1 2919 atikram atikram VERB:K NTD init
2 2931 atikramin ati-kramin m:f:n atikramin DONE pfxderiv:ati+kram
The parent of atikramin is the prefixed verb atikram. In the list of prefixed derivatives for atikram we find atikramin. Thus the analysis succeeds and we note 'ati+kram' as a sub-note in the Reason field.
The reason that ati-kramin had not been previously analyzed with the pfx1 method is that 'kramin' is not a separate headword in MW. By contrast, ati-krama, ati-kramaRa and several others under ati-kram are analyzed by the pfx1 method, since krama, kramaRa, etc. are found as separate headwords in MW. So, in effect, in the pfxderv method, we are extending the headword list of MW to include all the Whitney derivatives, at least insofar as these derivatives appear in prefixed verb derivatives as headwords in MW.
cpd5
This analysis uses the 'floating_compound' method mentioned above in connection with srs2. The parent word is unused. We split the word into parts based on the compound separator '-', and then partition the parts into sub-sequences, and select those partitions which lead to known headwords.
1 116890 parAmfS parAmfS VERB:K NTD init
3 116901 parAmarSana parA-marSana n parA-marSana DONE cpd5
Since both parA and marSana occur as headwords, the cpd5 analysis succeeds.
It is interesting to investigate why other forms of analysis fail.
====
--- What you need to do ---
Transcribe the stretch of the headword-analysis passage from "The reason that" through "to known headwords.".

--- Entries supplied ---
====
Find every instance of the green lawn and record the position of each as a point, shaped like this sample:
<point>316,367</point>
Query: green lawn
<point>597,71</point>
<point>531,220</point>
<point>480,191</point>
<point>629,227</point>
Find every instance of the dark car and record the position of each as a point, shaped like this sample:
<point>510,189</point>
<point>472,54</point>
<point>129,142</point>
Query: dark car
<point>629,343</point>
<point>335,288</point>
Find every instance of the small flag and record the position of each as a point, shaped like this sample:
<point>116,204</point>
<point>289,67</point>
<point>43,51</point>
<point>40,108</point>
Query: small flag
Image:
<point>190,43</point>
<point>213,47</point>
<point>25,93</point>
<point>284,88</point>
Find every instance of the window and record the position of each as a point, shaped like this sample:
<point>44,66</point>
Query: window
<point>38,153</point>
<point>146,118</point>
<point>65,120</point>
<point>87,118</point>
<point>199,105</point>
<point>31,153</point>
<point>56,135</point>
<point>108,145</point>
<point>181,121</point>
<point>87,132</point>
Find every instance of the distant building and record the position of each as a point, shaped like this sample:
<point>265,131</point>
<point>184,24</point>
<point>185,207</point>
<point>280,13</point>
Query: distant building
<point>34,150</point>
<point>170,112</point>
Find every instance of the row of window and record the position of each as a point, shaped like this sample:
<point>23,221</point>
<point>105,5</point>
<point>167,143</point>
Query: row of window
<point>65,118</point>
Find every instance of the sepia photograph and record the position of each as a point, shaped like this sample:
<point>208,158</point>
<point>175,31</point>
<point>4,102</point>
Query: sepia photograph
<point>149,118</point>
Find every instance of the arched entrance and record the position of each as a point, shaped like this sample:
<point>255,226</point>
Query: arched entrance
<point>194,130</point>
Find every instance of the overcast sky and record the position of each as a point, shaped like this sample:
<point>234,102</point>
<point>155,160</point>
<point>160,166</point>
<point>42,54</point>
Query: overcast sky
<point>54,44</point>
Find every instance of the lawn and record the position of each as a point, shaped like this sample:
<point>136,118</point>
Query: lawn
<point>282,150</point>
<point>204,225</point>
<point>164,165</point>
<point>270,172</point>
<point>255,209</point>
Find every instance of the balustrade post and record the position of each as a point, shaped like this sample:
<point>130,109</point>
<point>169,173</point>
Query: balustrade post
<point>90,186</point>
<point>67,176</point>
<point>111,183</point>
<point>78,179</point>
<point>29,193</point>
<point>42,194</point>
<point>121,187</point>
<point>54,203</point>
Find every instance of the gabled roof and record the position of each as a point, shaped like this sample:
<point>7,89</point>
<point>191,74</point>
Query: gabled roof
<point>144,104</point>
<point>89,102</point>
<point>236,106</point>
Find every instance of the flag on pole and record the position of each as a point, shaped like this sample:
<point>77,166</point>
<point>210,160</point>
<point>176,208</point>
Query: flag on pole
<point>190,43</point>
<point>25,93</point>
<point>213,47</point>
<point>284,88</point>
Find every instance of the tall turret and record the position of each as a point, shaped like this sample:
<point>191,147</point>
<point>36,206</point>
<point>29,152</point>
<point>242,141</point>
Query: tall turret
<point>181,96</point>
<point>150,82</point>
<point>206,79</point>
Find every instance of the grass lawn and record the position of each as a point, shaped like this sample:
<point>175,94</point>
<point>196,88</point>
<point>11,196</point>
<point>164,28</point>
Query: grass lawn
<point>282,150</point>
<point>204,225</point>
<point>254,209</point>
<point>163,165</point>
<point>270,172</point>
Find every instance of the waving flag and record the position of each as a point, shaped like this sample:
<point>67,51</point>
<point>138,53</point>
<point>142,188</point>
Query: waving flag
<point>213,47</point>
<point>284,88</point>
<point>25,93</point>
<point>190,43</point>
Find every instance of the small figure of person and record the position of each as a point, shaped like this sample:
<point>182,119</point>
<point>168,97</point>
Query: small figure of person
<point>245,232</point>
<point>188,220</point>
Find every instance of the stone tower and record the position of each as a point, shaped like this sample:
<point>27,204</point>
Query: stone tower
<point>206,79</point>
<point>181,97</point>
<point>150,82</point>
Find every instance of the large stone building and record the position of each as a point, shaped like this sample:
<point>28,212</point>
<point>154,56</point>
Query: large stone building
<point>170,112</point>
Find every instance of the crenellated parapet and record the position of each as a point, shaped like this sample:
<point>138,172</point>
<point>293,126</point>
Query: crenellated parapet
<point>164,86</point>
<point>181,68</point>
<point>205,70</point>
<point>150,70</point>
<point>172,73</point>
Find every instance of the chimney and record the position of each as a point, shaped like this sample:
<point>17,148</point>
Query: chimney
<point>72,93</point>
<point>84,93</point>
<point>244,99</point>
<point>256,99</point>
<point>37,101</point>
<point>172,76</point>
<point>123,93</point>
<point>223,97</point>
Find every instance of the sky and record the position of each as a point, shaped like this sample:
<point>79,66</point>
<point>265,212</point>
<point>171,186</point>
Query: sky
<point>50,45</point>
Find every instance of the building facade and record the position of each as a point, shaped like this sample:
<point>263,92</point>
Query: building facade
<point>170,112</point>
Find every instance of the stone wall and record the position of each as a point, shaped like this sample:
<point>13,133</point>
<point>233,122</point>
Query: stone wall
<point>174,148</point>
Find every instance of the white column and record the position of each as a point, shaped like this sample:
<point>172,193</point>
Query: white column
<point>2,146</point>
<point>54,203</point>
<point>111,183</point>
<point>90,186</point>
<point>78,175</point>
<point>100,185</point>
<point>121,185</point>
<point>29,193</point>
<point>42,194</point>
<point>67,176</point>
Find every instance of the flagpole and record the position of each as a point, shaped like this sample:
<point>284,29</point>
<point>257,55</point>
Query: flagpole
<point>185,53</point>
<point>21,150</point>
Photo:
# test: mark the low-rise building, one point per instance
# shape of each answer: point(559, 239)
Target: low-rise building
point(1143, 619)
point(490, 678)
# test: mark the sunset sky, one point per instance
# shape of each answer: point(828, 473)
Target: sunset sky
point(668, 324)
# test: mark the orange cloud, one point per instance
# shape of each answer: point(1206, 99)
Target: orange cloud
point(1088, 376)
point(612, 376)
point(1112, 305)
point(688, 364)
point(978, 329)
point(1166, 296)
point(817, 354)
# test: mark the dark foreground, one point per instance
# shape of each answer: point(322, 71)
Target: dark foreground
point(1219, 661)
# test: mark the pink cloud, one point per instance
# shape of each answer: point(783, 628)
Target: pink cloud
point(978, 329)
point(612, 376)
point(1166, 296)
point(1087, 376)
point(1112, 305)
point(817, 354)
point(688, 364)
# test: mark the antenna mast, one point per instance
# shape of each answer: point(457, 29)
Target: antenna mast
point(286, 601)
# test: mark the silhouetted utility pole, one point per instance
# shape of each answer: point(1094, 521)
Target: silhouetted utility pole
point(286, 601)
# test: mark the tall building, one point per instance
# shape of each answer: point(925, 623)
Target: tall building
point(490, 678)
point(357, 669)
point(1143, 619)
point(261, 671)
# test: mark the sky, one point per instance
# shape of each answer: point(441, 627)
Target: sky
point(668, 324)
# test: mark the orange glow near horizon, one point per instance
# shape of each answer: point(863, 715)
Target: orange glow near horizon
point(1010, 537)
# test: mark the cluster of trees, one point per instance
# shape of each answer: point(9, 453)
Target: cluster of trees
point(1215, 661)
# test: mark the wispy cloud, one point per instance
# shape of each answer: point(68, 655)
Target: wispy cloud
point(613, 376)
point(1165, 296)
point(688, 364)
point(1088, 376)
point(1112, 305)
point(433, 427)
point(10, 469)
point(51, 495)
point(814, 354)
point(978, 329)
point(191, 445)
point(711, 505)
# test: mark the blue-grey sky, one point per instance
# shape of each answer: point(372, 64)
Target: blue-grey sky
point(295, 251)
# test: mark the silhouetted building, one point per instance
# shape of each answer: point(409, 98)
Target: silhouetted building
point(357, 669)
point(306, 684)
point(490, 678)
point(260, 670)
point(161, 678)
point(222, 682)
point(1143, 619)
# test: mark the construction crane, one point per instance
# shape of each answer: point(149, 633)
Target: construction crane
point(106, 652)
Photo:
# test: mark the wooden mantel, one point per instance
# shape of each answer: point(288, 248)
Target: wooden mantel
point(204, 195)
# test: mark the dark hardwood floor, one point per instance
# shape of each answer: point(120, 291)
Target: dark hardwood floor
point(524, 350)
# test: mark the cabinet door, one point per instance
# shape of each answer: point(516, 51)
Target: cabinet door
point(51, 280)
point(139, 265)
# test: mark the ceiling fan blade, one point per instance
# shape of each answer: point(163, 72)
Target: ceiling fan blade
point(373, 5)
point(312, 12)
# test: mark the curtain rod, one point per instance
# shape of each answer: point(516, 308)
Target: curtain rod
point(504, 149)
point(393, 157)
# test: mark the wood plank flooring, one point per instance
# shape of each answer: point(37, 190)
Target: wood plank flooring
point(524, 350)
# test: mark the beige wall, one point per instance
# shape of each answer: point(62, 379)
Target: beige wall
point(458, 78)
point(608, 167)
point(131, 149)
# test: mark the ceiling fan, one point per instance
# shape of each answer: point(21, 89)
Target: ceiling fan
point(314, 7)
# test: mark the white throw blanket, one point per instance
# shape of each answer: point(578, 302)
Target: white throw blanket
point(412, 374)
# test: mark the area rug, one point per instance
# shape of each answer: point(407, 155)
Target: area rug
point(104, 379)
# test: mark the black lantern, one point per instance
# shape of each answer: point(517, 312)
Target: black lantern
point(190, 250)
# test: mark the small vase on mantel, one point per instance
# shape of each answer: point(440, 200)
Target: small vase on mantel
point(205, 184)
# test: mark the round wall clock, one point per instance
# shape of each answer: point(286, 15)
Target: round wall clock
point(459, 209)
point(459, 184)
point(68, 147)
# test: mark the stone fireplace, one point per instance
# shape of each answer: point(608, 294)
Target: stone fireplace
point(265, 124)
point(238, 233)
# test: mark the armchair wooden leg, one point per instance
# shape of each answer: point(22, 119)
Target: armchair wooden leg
====
--- Solution to the problem ---
The reason that ati-kramin had not been previously analyzed with the pfx1 method is that 'kramin' is not a separate headword in MW. By contrast, ati-krama, ati-kramaRa and several others under ati-kram are analyzed by the pfx1 method, since krama, kramaRa, etc. are found as separate headwords in MW. So, in effect, in the pfxderv method, we are extending the headword list of MW to include all the Whitney derivatives, at least insofar as these derivatives appear in prefixed verb derivatives as headwords in MW.
cpd5
This analysis uses the 'floating_compound' method mentioned above in connection with srs2. The parent word is unused. We split the word into parts based on the compound separator '-', and then partition the parts into sub-sequences, and select those partitions which lead to known headwords.